Start Available records

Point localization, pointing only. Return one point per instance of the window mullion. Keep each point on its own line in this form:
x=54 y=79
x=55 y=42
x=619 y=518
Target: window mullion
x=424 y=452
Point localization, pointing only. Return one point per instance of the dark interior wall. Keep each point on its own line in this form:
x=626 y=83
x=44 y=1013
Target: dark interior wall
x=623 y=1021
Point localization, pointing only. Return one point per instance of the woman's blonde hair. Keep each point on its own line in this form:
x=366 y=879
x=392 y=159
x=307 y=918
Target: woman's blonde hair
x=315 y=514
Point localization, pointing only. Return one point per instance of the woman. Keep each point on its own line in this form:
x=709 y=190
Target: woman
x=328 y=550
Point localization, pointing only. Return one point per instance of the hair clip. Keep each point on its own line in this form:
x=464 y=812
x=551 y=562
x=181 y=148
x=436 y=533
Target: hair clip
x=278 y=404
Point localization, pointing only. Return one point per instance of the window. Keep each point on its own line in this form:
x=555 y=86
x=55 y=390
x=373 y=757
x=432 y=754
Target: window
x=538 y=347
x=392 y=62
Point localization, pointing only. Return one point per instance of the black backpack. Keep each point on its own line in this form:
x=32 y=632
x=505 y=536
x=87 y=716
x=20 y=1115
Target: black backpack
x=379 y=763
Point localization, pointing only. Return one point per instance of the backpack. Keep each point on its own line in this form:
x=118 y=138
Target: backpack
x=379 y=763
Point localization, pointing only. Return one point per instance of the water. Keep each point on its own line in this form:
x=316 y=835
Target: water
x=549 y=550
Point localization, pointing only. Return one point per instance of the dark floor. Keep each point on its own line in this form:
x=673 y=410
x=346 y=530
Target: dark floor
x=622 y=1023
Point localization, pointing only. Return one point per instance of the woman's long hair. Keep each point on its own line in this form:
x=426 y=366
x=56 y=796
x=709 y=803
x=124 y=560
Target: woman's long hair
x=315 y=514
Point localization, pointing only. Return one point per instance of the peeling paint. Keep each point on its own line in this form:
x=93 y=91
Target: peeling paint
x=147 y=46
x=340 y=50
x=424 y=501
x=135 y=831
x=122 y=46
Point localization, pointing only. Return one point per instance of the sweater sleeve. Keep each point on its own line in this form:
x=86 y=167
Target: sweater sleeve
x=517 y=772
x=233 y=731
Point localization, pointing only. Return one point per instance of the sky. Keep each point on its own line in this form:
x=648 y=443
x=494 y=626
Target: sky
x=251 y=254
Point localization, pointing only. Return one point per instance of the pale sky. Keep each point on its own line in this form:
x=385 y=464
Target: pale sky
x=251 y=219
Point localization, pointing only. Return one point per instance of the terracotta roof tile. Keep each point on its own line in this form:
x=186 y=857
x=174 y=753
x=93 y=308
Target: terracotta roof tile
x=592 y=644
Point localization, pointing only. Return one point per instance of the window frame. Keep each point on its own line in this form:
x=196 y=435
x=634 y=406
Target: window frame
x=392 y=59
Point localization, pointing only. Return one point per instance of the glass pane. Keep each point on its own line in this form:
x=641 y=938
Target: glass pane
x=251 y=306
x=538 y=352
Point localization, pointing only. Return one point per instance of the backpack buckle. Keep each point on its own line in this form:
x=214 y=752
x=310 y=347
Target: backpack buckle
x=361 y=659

End Available records

Exercise requirements: Retype every record above exactly as written.

Result of the exercise:
Point localization, pointing only. Return one point per instance of the window mullion. Keep each point on its own line in this form:
x=54 y=79
x=55 y=42
x=619 y=518
Target: window mullion
x=424 y=452
Point localization, pointing only. Return one point per instance of the dark interior wall. Keep each point on its own line in this form:
x=626 y=83
x=44 y=1013
Target: dark interior wall
x=623 y=1021
Point localization, pointing only. Return one point per instance of the woman's blonde hair. Keep each point on its own line in this form:
x=366 y=879
x=392 y=159
x=307 y=918
Target: woman's blonde hair
x=315 y=514
Point localization, pointing only. Return one point per instance of the woman. Keep each point on its own line in this form:
x=709 y=190
Target: woman
x=328 y=550
Point localization, pointing only. Return one point per instance of the hair clip. Keep each point on its own line in this form:
x=464 y=812
x=551 y=562
x=181 y=148
x=436 y=533
Target: hair clip
x=278 y=404
Point localization, pointing only. Return one point per instance of the window. Keep each point on its own line in this form:
x=555 y=86
x=55 y=390
x=373 y=757
x=432 y=754
Target: window
x=538 y=347
x=392 y=62
Point localization, pointing only. Return one point per instance of the black backpack. Keep each point on its own line in this form:
x=32 y=632
x=505 y=536
x=87 y=716
x=20 y=1115
Target: black backpack
x=379 y=763
Point localization, pointing only. Return one point per instance of the backpack. Keep each point on its own line in this form:
x=118 y=138
Target: backpack
x=379 y=763
Point localization, pointing only. Return one point per instance of the water. Keep each point on its own line in this form:
x=316 y=835
Target: water
x=549 y=550
Point localization, pointing only. Return one point per instance of the dark floor. Keep each point on its own line in this form:
x=673 y=410
x=346 y=530
Target: dark floor
x=622 y=1023
Point localization, pointing only. Return one point per instance of the woman's long hair. Keep each point on its own line in this form:
x=426 y=366
x=56 y=796
x=709 y=803
x=124 y=560
Target: woman's long hair
x=315 y=514
Point localization, pointing only. Return one point per instance of the peeling paint. Keep each point on its own line in this form:
x=93 y=91
Target: peeling paint
x=147 y=46
x=340 y=50
x=424 y=501
x=135 y=831
x=122 y=46
Point localization, pointing only. Return one point per instance of the sweater sleeve. Keep each point on its own line in this form:
x=86 y=167
Target: sweater sleeve
x=517 y=772
x=233 y=731
Point localization, pointing only. Return one point per instance of the sky. Keep each point on its own line in this form:
x=648 y=443
x=494 y=626
Target: sky
x=251 y=254
Point localization, pointing only. Return one point per instance of the pale sky. Keep each point on its own line in this form:
x=385 y=464
Target: pale sky
x=251 y=219
Point localization, pointing only. Return one point per instance of the terracotta roof tile. Keep each point on its own line in this form:
x=186 y=857
x=174 y=753
x=93 y=308
Target: terracotta roof tile
x=592 y=644
Point localization, pointing only. Return one point per instance of the window frame. Keep each point on its own line in this form:
x=196 y=435
x=634 y=406
Target: window frame
x=392 y=59
Point localization, pointing only. Return one point per instance of the glass pane. Keep each point on its own line in this form:
x=641 y=938
Target: glass pane
x=251 y=306
x=538 y=352
Point localization, pointing only. Return one point per instance of the backpack buckle. Keep each point on its own line in this form:
x=214 y=752
x=310 y=347
Target: backpack buckle
x=361 y=659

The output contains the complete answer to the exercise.